[[ TASK INPUT, beginning ]]
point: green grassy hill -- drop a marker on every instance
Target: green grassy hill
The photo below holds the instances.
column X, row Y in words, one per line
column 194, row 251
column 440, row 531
[[ TASK INPUT, end ]]
**INSTRUCTIONS FOR THE TASK**
Write every line of the material out again exactly.

**SOLUTION**
point: green grassy hill -- drop a marker on every instance
Target: green grassy hill
The photo below holds the instances.
column X, row Y in words, one per line
column 194, row 251
column 440, row 531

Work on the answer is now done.